::: Page excerpt

Real Fighters Gym, the latest incarnation of Haycraft’s program, opened in 2009. While it is a full-on kickboxing gym, most of the participants are training for recreational purposes. Regardless of intent, be it fitness or competition, the programs push everyone to give their all and become a lot more than they realized they could.

“Prior to COVID, we were producing some of the top athletes in the U.S. right here in Louisville without ever fighting in Louisville,” Haycraft said. “We couldn’t compete in this state, but yet we’re sending our athletes all over the world to compete.”

Lack of local access to competitions can get expensive, and in addition, most of the competitors start a bit late in age, making it difficult to succeed at the highest levels.

“Think about children who have their sights set on the Olympics,” Haycraft said. “Whether it’s soccer or gymnastics, they didn’t start out at 22 years old. We had interested 20-somethings competing, but they’re moving on before they get a chance to become world-level.”

Forced closures related to the pandemic hit Haycraft’s gym hard, along with so many other small businesses, but when they began to rebuild clientele, a new wave of younger athletes found them.

A few teens began attending the gym and telling their friends. A new competitive kickboxing population was born. But not without another hiccup.

Adult competitors can pay their way to amateur competitions. They often have jobs that allow them time off, like serving or bartending, making it easier to compete in matches across the country and the world. However, that often isn’t the case with teens depending on their parents’ funds and support.

“You’re looking at a mom with several kids and the first tournament is in Iowa,” Haycraft said. “She has to take off work and bring the whole family to a hotel for five days so her kids can compete. It’s a massive challenge with younger athletes in the system.”

::::::
::: Information supplied

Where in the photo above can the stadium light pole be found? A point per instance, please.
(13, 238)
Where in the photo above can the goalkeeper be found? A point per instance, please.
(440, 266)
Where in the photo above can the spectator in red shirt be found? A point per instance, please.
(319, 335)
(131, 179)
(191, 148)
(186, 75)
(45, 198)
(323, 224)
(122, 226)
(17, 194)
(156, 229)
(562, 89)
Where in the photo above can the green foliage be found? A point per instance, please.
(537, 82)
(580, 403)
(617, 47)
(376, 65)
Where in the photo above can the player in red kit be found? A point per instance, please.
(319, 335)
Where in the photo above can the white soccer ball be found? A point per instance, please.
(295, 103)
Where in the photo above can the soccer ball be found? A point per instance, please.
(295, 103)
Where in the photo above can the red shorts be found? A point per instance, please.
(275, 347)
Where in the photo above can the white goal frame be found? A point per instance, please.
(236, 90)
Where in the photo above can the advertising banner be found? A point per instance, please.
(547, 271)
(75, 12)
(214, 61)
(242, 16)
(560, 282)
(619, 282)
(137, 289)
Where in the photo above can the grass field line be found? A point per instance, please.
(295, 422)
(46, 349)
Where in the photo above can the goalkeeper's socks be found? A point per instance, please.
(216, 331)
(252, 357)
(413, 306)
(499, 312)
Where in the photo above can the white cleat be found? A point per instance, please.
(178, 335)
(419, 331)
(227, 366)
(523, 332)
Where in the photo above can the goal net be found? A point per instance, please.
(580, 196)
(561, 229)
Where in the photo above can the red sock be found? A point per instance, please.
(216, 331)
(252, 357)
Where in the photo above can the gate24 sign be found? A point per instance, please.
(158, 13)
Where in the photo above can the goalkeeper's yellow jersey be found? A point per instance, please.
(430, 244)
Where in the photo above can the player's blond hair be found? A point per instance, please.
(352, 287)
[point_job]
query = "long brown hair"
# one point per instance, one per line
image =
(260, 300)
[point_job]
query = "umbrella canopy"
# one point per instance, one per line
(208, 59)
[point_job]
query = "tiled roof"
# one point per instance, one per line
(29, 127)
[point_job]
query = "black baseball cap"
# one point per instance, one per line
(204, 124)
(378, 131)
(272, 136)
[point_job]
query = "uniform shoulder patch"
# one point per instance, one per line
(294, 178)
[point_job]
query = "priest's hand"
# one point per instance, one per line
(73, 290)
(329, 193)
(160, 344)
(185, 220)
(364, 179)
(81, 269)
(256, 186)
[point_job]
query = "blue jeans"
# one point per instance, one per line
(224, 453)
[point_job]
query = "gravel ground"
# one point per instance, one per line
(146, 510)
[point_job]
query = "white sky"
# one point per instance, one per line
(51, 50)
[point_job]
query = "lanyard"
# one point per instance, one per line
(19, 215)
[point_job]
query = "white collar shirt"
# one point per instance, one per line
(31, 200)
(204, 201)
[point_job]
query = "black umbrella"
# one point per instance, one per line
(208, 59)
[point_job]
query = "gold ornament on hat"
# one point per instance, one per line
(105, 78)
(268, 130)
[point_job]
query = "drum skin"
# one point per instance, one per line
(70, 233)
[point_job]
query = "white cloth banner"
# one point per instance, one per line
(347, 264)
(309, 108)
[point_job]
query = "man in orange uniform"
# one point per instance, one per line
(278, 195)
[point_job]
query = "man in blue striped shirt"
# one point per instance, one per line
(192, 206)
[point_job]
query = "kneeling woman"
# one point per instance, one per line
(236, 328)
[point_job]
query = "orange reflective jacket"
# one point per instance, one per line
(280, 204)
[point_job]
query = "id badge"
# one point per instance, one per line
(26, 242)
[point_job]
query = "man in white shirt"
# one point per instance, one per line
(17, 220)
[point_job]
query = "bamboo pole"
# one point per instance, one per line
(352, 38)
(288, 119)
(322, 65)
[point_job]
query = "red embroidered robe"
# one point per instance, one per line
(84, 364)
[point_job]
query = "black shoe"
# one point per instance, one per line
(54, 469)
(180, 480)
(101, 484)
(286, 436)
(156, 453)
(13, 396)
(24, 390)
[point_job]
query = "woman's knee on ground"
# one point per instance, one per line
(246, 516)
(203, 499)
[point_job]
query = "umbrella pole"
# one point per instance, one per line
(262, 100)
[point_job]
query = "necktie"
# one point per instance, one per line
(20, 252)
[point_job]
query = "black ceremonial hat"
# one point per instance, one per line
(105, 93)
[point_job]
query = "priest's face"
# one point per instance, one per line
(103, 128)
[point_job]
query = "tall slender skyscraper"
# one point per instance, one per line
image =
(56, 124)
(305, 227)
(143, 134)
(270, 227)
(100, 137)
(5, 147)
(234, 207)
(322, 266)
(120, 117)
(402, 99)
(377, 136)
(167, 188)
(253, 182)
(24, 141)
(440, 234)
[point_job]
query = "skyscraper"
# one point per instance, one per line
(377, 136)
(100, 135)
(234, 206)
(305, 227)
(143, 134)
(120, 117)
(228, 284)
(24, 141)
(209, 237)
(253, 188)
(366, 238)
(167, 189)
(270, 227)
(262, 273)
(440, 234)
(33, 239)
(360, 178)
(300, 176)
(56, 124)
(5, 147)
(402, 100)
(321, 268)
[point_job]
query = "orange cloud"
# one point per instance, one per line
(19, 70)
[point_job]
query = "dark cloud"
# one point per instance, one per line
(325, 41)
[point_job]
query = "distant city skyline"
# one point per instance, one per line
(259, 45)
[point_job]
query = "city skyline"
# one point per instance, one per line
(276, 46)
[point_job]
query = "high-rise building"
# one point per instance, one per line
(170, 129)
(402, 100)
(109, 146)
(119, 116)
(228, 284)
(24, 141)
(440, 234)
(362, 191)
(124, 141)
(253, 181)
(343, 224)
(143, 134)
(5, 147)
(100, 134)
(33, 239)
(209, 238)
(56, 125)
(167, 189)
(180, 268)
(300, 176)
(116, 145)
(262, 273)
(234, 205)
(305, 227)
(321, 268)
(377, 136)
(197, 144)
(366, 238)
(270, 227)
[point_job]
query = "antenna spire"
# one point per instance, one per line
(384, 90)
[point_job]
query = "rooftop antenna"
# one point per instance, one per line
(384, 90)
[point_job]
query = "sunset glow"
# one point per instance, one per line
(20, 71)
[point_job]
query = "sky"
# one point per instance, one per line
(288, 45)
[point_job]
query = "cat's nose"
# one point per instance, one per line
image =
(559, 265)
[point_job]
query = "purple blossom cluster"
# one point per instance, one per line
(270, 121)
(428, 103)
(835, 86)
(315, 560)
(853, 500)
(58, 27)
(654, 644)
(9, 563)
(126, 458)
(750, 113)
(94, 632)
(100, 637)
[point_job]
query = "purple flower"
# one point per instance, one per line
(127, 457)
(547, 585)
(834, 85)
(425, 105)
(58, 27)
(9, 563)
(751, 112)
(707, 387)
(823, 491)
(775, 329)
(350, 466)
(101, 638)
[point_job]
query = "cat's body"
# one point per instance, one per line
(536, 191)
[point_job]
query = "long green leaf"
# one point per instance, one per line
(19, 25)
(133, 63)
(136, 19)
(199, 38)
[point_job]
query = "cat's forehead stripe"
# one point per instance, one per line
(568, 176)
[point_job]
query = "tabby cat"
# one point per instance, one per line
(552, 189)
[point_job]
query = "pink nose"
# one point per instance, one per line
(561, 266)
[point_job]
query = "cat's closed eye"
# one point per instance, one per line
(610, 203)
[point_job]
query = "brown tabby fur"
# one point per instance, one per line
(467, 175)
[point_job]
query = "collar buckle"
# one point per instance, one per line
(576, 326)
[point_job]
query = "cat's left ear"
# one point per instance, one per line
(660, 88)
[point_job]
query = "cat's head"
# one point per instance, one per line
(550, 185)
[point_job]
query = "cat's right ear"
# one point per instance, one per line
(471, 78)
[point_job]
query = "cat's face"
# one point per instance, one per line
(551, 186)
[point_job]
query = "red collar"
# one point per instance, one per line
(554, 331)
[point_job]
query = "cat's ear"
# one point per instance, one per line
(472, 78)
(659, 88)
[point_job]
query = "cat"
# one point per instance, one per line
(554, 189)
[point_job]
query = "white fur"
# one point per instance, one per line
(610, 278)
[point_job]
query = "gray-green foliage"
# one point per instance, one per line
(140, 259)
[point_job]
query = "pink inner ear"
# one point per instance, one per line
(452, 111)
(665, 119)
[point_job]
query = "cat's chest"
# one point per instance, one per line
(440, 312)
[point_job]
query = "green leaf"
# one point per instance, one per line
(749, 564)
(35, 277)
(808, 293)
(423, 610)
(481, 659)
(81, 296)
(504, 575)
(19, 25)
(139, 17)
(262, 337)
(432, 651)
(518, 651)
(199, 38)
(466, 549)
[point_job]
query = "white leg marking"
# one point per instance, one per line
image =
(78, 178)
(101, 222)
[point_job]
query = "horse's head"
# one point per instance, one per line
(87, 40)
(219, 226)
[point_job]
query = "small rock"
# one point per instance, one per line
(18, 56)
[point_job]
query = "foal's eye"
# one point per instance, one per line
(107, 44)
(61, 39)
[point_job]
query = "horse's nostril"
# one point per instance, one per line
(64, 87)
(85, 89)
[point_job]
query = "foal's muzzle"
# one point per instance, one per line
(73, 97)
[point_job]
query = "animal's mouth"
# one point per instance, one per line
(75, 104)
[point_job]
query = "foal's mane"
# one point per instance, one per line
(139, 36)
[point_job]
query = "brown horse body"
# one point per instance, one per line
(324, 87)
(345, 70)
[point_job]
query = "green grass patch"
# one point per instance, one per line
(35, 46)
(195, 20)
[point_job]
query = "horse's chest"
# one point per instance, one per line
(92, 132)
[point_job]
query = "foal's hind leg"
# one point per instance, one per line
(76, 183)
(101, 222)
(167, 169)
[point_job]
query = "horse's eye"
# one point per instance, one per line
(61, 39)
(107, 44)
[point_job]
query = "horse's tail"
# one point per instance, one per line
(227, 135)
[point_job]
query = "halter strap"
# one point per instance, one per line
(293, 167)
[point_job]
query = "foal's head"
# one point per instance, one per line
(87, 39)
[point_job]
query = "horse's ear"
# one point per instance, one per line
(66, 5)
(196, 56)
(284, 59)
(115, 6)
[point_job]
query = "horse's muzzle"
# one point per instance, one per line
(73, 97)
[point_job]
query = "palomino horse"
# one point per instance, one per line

::::::

**Exercise requirements:**
1. According to the Real Fighters Gym article, in what year did the gym open?
2. List every place name that appears in the Real Fighters Gym article.
3. Continue the Real Fighters Gym article from the point where it ends.

**Answers per task:**
1. 2009

2. U.S., Louisville, Iowa

3.
He contacted the Kentucky Boxing and Wrestling Commission in Frankfort and began the process of legalizing kickboxing competition in the state.

It took years to accomplish his goal, but eventually Haycraft was able to establish ways to license qualified officials, ensuring events are fair and safe. The commission adopted a set of modern rules and granted Haycraft professional license to host events in Kentucky. The first event was held in July of 2023, and the second, NEXT CHAMP II, was held December 3. They sold out both times, making it a success in financial terms – but more importantly, a success in building opportunities for local athletes and other amateur kickboxers across the country.

Two women kickboxing in a ring

“We’re sort of propping up the entire region,” Haycraft said. “I have a handful of athletes that are very promising and could be superstars, but I can’t develop them in a vacuum. For example, Megan Culver, one of our female athletes, has competed in both of our events thus far. To build her, we must find eight female fighters dedicated to the sport, ideally within drivable distance from Louisville. We want to grow all of these athletes at the same time. It makes for better rematches and serves the goal for everyone.”

He keeps in mind some of the challenges that come with younger athletes as well. Instead of creating events that require a teen to attend for several days, he’s cutting down on time and cost for all of them.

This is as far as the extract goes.